Excerpt: Begin
Thursday, July 21, 2011

I Want the White Coat


The point:  You have to embrace it all.

A member of my family had a brain aneurysm the other day.  As we trek daily to the ICU waiting room we see a lot of docs, superior in their physician armor, crisp in their white coats.  While I wait to see whether the ICU nurse will buzz me in, their card-swipe causes doors to swing wide for them.

While The Client Chair has held MDs who assure me their careers are different from this medical film clip, at this moment as a peasant visitor, I want the white coat.  In my career movie, I want to stride into the room, be seen as vital, in charge; to be made way for, deferred to.  In the next moment, I acknowledge that I don’t want blood on me EVER, to take organic chemistry, to have someone second-guess my diagnosis because they got their medical degree at Google University; or to be yelled at because a loved one died, to be on my feet for 14 hours in surgery, to deny care because the hospital that owns me dictates it.  In short, I want the glamor of the job, not the drudge of its reality.

When you’re thinking of your next career, what you most often see is the white coat, not that reality.  Examples:  College forensics classes are bulging because TV CSI stars work amid multi-hued bottles in muted-toned labs, and investigators work trash dump crime scenes in spike heels.  In real police life their status and environment are quite different.  Similarly, with TV news anchors.  You don’t see the 2:00 AM reporting for work, the no social life, the emotional toll of reporting ongoing horrific stories like 9/11 or community flooding or child murders.  You have no idea of the discipline and fortitude this takes, or how dreadful this industry can be.
Excerpt: End
= Questions =
1. In the blog post about wanting the white coat, list every item the writer names as unwanted in the sentence that begins "In the next moment."
2. Write the next part of the blog post on career glamor versus career reality, beginning after its final sentence.
Record excerpts: Begin
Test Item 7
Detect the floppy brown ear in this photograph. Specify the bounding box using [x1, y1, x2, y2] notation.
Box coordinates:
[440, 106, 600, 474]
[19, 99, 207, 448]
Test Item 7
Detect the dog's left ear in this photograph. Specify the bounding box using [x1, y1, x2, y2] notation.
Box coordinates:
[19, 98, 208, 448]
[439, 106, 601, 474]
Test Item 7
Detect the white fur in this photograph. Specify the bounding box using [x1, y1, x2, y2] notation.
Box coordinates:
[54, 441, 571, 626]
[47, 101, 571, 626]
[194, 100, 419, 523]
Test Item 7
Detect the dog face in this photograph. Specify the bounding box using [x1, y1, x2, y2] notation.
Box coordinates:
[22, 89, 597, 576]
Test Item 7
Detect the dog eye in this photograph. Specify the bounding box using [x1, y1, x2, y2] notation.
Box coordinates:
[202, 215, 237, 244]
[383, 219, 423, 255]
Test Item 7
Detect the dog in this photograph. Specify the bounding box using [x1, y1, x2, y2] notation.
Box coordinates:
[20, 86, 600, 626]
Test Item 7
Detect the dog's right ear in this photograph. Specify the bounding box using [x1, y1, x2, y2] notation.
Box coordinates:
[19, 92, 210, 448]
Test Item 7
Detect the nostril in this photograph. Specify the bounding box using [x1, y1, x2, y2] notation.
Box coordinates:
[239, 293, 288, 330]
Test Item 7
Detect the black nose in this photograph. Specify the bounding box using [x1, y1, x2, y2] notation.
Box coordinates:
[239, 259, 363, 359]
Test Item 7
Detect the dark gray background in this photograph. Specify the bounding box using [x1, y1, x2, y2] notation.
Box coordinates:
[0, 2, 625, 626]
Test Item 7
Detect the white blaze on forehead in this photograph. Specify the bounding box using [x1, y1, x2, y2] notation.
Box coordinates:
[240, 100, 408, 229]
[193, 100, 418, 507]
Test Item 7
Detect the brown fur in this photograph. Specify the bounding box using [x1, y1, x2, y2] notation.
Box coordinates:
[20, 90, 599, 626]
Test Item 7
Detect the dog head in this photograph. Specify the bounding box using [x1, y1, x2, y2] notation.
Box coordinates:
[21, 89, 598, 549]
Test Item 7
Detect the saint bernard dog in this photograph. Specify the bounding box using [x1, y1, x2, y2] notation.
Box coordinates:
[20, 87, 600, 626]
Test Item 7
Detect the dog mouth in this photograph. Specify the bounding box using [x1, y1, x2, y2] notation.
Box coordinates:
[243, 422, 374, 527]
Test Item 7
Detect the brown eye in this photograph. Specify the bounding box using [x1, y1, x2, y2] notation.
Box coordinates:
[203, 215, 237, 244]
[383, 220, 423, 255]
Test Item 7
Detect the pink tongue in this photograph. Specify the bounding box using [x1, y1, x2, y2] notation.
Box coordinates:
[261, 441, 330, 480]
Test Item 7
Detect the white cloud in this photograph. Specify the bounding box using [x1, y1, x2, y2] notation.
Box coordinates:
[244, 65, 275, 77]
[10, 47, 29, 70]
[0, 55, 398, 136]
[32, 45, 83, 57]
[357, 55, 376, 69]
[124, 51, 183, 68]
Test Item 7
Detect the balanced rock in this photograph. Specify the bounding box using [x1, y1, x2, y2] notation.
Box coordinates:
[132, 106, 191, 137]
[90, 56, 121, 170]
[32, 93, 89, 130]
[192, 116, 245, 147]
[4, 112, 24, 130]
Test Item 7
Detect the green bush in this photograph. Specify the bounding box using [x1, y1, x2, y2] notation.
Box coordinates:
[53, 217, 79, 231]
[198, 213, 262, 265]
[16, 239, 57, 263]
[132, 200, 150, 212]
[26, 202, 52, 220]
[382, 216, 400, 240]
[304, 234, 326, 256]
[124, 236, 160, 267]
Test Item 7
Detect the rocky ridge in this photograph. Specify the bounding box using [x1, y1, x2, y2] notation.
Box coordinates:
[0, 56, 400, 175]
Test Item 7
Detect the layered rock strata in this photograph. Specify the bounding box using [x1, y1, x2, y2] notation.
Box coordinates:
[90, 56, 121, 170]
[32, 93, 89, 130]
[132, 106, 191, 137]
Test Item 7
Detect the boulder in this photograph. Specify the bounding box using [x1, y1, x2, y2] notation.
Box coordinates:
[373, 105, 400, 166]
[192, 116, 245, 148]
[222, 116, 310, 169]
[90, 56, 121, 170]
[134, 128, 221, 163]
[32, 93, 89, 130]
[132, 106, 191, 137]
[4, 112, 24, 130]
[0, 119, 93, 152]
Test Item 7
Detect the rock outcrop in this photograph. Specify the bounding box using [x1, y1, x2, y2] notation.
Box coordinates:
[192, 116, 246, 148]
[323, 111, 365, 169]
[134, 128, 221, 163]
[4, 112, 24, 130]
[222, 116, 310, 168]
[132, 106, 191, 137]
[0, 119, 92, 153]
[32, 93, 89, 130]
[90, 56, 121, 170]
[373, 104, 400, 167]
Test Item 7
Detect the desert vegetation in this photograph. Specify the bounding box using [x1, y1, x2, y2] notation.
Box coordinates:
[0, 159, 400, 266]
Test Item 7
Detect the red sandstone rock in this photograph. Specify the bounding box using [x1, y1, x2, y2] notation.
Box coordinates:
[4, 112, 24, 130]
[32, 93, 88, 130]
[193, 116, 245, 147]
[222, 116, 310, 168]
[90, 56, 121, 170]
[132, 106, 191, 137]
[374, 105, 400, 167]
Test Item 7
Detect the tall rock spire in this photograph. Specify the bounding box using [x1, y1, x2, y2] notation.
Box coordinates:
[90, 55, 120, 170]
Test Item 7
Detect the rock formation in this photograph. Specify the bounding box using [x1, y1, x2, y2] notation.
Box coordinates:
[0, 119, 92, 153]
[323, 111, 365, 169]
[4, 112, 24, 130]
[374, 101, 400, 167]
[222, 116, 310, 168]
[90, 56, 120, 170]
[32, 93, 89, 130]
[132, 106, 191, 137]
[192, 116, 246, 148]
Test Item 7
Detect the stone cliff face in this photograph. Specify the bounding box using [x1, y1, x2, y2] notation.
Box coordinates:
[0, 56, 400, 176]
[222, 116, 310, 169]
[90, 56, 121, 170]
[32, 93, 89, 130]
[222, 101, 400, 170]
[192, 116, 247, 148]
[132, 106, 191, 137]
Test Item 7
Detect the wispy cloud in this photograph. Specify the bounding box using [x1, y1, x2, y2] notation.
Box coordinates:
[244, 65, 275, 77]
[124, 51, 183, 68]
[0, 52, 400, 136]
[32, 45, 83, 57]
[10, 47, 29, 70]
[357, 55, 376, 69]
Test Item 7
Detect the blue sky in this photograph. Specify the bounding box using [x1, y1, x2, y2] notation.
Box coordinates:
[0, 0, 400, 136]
Record excerpts: End
= Activity answers =
1.
- Blood on me ever
- Taking organic chemistry
- Having someone second-guess my diagnosis because they got their medical degree at Google University
- Being yelled at because a loved one died
- Being on my feet for 14 hours in surgery
- Denying care because the hospital that owns me dictates it

2.
If you can picture people you know who are successful and happy in any of these professions, it’s because they bought the whole package.  They looked at all of it, good and bad, and said, “This is what I want.”  If they’re unhappy in those jobs, it’s possible they saw only the white coat and thought, “Cool.”  That crisp white coat might have become a straitjacket, and they may now be sitting in The Client Chair saying to me, “Now what?”

If you want to change careers, especially if you’re not sure of your direction, make it a point to have serious conversations with people already in the job.  Ask them to tell you what’s great about it, what’s not, the challenges and sacrifices.  The road of change is generally not easy.  You have to know you want all of this NEXT.